_Problem details_
Show every line of the listing below that contains the string "negative".
─── The records
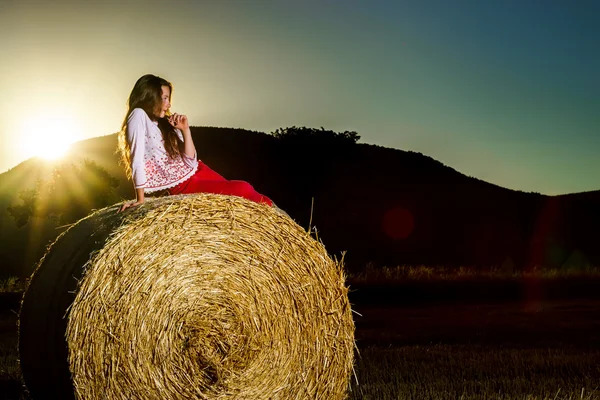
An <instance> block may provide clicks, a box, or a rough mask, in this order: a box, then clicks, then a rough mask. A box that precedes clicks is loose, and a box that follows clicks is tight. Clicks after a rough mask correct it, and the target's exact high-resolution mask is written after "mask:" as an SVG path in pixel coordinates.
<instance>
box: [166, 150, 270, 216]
mask: <svg viewBox="0 0 600 400" xmlns="http://www.w3.org/2000/svg"><path fill="white" fill-rule="evenodd" d="M188 193H216V194H228V195H232V196H239V197H243V198H245V199H248V200H251V201H255V202H257V203H264V204H268V205H270V206H272V205H273V201H272V200H271V199H269V198H268V197H267V196H264V195H262V194H260V193H258V192H257V191H256V190H254V188H253V187H252V185H250V184H249V183H248V182H245V181H229V180H227V179H225V178H223V177H222V176H221V175H219V174H218V173H216V172H215V171H213V170H212V169H210V168H209V167H208V165H206V164H204V163H203V162H201V161H198V170H197V171H196V173H195V174H194V175H192V176H191V177H190V178H189V179H188V180H186V181H185V182H182V183H180V184H179V185H177V186H175V187H173V188H171V189H169V194H188Z"/></svg>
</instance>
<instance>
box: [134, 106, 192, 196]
mask: <svg viewBox="0 0 600 400" xmlns="http://www.w3.org/2000/svg"><path fill="white" fill-rule="evenodd" d="M175 131H176V133H177V136H179V139H181V140H182V141H183V135H182V133H181V131H180V130H179V129H175ZM127 140H128V141H129V144H130V146H131V175H132V178H133V184H134V186H135V188H136V189H139V188H144V192H145V193H151V192H155V191H157V190H164V189H169V188H172V187H174V186H177V185H178V184H180V183H182V182H185V181H186V180H187V179H189V178H190V177H191V176H192V175H194V174H195V173H196V170H197V169H198V160H197V159H196V154H194V157H189V156H187V155H186V154H185V153H182V154H181V157H177V158H175V159H171V158H169V155H168V153H167V150H166V149H165V142H164V140H163V137H162V132H161V131H160V128H159V127H158V122H155V121H152V120H151V119H150V118H149V117H148V114H146V112H145V111H144V110H142V109H141V108H135V109H133V111H132V112H131V114H129V117H128V118H127Z"/></svg>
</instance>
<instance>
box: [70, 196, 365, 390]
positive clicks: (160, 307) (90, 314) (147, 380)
mask: <svg viewBox="0 0 600 400" xmlns="http://www.w3.org/2000/svg"><path fill="white" fill-rule="evenodd" d="M66 338H67V343H68V348H69V365H70V370H71V374H72V377H73V383H74V386H75V392H76V397H78V398H82V399H107V398H108V399H133V398H135V399H181V398H186V399H328V400H329V399H342V398H346V397H347V389H348V386H349V382H350V377H351V374H352V367H353V354H354V323H353V321H352V314H351V309H350V304H349V302H348V295H347V288H346V286H345V279H344V275H343V271H342V268H341V265H340V264H338V263H336V262H335V261H333V260H332V259H331V258H330V257H329V256H328V254H327V252H326V250H325V248H324V247H323V245H322V244H321V243H319V242H317V241H316V240H314V239H313V238H312V237H311V236H310V235H309V234H308V233H306V232H305V231H304V230H303V229H302V228H301V227H300V226H298V225H297V224H296V223H295V222H294V221H292V220H291V219H290V218H289V217H287V216H284V215H282V214H280V213H278V212H277V211H276V210H274V209H273V208H270V207H268V206H264V205H260V204H256V203H252V202H249V201H247V200H244V199H241V198H237V197H232V196H220V195H210V194H199V195H187V196H173V197H166V198H159V199H151V200H149V201H148V202H147V204H145V205H144V206H142V207H140V208H138V209H137V210H134V211H132V212H131V213H130V215H128V216H127V218H126V219H125V220H124V221H123V223H122V224H121V226H119V227H118V228H117V229H115V230H114V232H113V233H112V234H111V236H110V237H109V239H108V241H107V242H106V243H105V245H104V246H103V247H102V248H101V249H100V250H99V251H98V252H97V253H96V254H95V255H94V256H93V257H92V258H91V259H90V262H89V263H88V264H87V265H86V266H85V271H84V274H83V278H82V280H81V282H80V285H79V288H78V291H77V294H76V297H75V301H74V302H73V305H72V307H71V309H70V312H69V313H68V322H67V332H66Z"/></svg>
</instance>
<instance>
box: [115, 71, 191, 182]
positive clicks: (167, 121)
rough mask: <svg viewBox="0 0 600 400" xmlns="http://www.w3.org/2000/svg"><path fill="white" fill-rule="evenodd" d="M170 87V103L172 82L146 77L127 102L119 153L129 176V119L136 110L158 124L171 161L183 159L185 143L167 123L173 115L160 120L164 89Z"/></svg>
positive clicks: (171, 92)
mask: <svg viewBox="0 0 600 400" xmlns="http://www.w3.org/2000/svg"><path fill="white" fill-rule="evenodd" d="M163 86H168V87H169V89H170V94H169V101H171V96H172V95H173V85H172V84H171V82H169V81H167V80H165V79H163V78H161V77H159V76H155V75H151V74H148V75H144V76H142V77H141V78H140V79H138V80H137V82H136V83H135V85H134V86H133V90H132V91H131V94H130V95H129V99H128V100H127V113H126V114H125V119H123V124H122V125H121V131H120V132H119V144H118V148H117V151H118V152H120V153H121V163H122V164H123V166H124V167H125V172H126V173H127V176H128V177H130V176H131V145H130V144H129V142H128V141H127V119H128V118H129V114H131V112H132V111H133V110H134V109H135V108H141V109H142V110H144V111H145V112H146V114H148V117H150V119H151V120H153V121H156V122H158V127H159V128H160V131H161V132H162V135H163V140H164V142H165V150H166V151H167V154H168V155H169V157H170V158H171V159H175V158H177V157H181V150H182V148H183V142H182V141H181V140H180V139H179V137H178V136H177V133H176V132H175V128H173V126H172V125H171V124H170V123H169V121H167V118H166V117H167V116H169V115H171V111H170V110H169V111H167V112H166V113H165V118H159V117H158V116H157V115H159V113H160V108H161V104H162V87H163Z"/></svg>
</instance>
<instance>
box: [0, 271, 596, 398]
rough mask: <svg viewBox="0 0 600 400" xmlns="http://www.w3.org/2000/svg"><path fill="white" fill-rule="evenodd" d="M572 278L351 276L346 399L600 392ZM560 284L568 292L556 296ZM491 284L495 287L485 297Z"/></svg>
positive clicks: (585, 282) (587, 321)
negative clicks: (370, 283) (536, 279)
mask: <svg viewBox="0 0 600 400" xmlns="http://www.w3.org/2000/svg"><path fill="white" fill-rule="evenodd" d="M572 278H573V277H572V276H563V277H562V278H561V277H556V276H554V277H550V276H549V277H548V278H547V279H541V280H536V281H535V282H536V284H535V285H534V286H533V288H534V289H532V288H531V287H532V286H531V282H530V281H529V280H527V279H525V280H522V279H520V278H518V279H516V280H515V279H513V278H511V279H508V280H506V279H499V278H497V279H489V278H485V279H480V278H478V277H471V278H469V279H467V281H468V284H466V285H465V283H464V279H463V278H461V279H455V280H451V279H445V283H444V285H442V286H436V285H438V283H439V279H437V278H436V279H430V280H427V279H424V278H422V277H420V278H418V279H416V280H414V281H412V283H411V282H406V281H404V282H401V283H400V282H397V283H398V285H396V286H395V285H388V292H387V294H386V295H385V296H383V297H380V298H379V299H378V301H379V303H377V302H374V301H370V302H369V301H363V300H365V296H363V295H361V294H360V293H358V292H360V290H366V288H368V285H366V284H364V283H363V284H362V286H360V285H359V284H357V285H358V286H360V287H361V288H362V289H357V292H355V293H353V294H352V295H351V298H354V299H355V300H354V301H353V303H354V304H353V308H354V309H355V310H356V312H357V313H359V314H360V315H358V314H357V315H356V316H355V322H356V339H357V348H358V351H359V353H360V354H359V355H357V359H356V368H355V370H356V379H357V380H358V384H357V383H356V380H354V379H353V383H352V390H351V392H350V398H351V399H415V400H417V399H418V400H421V399H423V400H425V399H428V400H445V399H464V400H469V399H473V400H475V399H482V400H485V399H524V400H525V399H530V400H533V399H544V400H545V399H548V400H550V399H557V400H558V399H587V400H591V399H600V298H599V295H598V293H596V292H597V290H596V288H598V287H600V286H599V284H600V280H599V279H598V276H596V277H595V278H594V277H593V276H588V277H587V278H586V279H585V285H583V283H582V280H580V279H572ZM550 281H552V282H551V283H549V282H550ZM515 282H520V283H515ZM478 283H480V284H481V285H482V286H478ZM411 285H412V286H411ZM486 285H487V286H486ZM515 285H516V286H515ZM548 285H549V286H550V287H552V288H553V289H552V290H548V289H546V286H548ZM557 285H558V286H557ZM573 285H574V287H575V288H574V289H573V287H572V286H573ZM582 285H583V286H582ZM394 286H395V287H396V289H397V290H396V295H395V296H394V297H393V298H390V296H392V294H393V293H394V290H393V287H394ZM411 287H412V288H413V290H412V292H411V291H410V290H409V289H410V288H411ZM557 287H558V288H560V287H562V289H563V292H564V293H570V295H569V296H566V297H565V296H559V295H557V293H561V292H560V291H559V290H558V289H557ZM414 288H416V289H414ZM440 288H442V289H440ZM482 288H483V289H482ZM519 288H520V289H519ZM437 290H442V293H441V294H439V295H437V296H432V294H435V293H436V291H437ZM506 290H508V291H509V293H508V294H507V295H502V294H503V293H504V292H503V291H506ZM400 291H408V292H409V293H410V294H411V296H417V297H418V296H421V298H410V296H407V295H406V294H405V293H404V292H402V293H399V292H400ZM490 291H496V292H497V293H496V294H498V295H499V296H492V297H491V298H488V297H486V296H485V295H486V293H487V292H490ZM572 294H577V296H575V295H572ZM457 295H462V297H460V296H459V297H460V299H459V300H458V301H457V300H456V299H455V297H456V296H457ZM427 296H430V297H433V299H431V298H426V297H427ZM409 300H410V301H409ZM361 301H362V302H361ZM13 307H14V304H13ZM16 322H17V316H16V314H15V313H14V312H12V311H10V310H6V309H5V310H4V311H0V393H2V395H3V398H10V399H25V398H26V396H25V394H24V391H23V389H22V386H21V377H20V371H19V368H18V363H17V352H16V343H17V338H16Z"/></svg>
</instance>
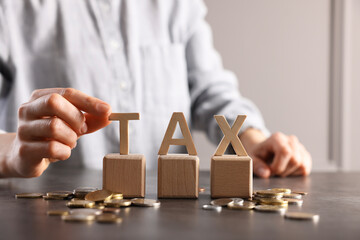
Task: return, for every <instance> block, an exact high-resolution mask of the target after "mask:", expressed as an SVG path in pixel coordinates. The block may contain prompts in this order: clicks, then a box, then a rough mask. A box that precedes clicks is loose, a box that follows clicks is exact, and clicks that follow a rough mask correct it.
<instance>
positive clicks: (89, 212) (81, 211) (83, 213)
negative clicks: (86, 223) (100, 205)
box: [70, 208, 102, 215]
mask: <svg viewBox="0 0 360 240" xmlns="http://www.w3.org/2000/svg"><path fill="white" fill-rule="evenodd" d="M101 213H102V211H101V210H99V209H92V208H77V209H72V210H70V214H80V215H100V214H101Z"/></svg>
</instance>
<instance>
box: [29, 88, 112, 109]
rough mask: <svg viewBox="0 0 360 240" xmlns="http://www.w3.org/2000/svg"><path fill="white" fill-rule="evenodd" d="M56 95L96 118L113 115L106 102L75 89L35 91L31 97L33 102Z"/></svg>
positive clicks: (48, 88) (60, 88) (61, 88)
mask: <svg viewBox="0 0 360 240" xmlns="http://www.w3.org/2000/svg"><path fill="white" fill-rule="evenodd" d="M54 93H56V94H59V95H61V96H62V97H64V98H65V99H66V100H68V101H69V102H71V103H72V104H73V105H74V106H75V107H77V108H78V109H80V110H82V111H84V112H87V113H90V114H93V115H96V116H102V115H107V116H109V115H110V113H111V107H110V105H109V104H107V103H106V102H104V101H102V100H100V99H98V98H94V97H91V96H89V95H87V94H85V93H83V92H81V91H79V90H76V89H73V88H48V89H39V90H35V91H34V92H33V93H32V95H31V100H35V99H38V98H40V97H43V96H46V95H51V94H54Z"/></svg>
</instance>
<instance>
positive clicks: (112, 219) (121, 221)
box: [96, 213, 122, 223]
mask: <svg viewBox="0 0 360 240" xmlns="http://www.w3.org/2000/svg"><path fill="white" fill-rule="evenodd" d="M96 222H98V223H121V222H122V219H121V218H120V217H118V216H117V215H115V214H111V213H104V214H101V215H98V216H96Z"/></svg>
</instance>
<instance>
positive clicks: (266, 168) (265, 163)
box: [253, 157, 271, 178]
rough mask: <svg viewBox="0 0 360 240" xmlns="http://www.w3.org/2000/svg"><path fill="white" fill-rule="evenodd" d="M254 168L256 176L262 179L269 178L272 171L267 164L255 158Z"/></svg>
mask: <svg viewBox="0 0 360 240" xmlns="http://www.w3.org/2000/svg"><path fill="white" fill-rule="evenodd" d="M253 168H254V173H255V174H256V176H258V177H261V178H269V177H270V174H271V170H270V168H269V167H268V165H266V163H265V162H264V161H263V160H261V159H260V158H258V157H253Z"/></svg>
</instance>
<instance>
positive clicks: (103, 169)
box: [103, 153, 145, 198]
mask: <svg viewBox="0 0 360 240" xmlns="http://www.w3.org/2000/svg"><path fill="white" fill-rule="evenodd" d="M103 189H107V190H109V191H112V192H118V193H122V194H123V195H124V197H125V198H133V197H145V156H144V155H141V154H130V155H120V154H119V153H111V154H107V155H106V156H105V157H104V162H103Z"/></svg>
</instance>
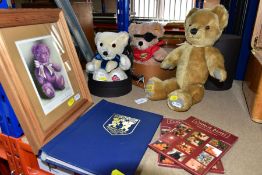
──────
_Response area_
negative clicks: (370, 283) (536, 279)
negative clicks: (86, 223) (100, 205)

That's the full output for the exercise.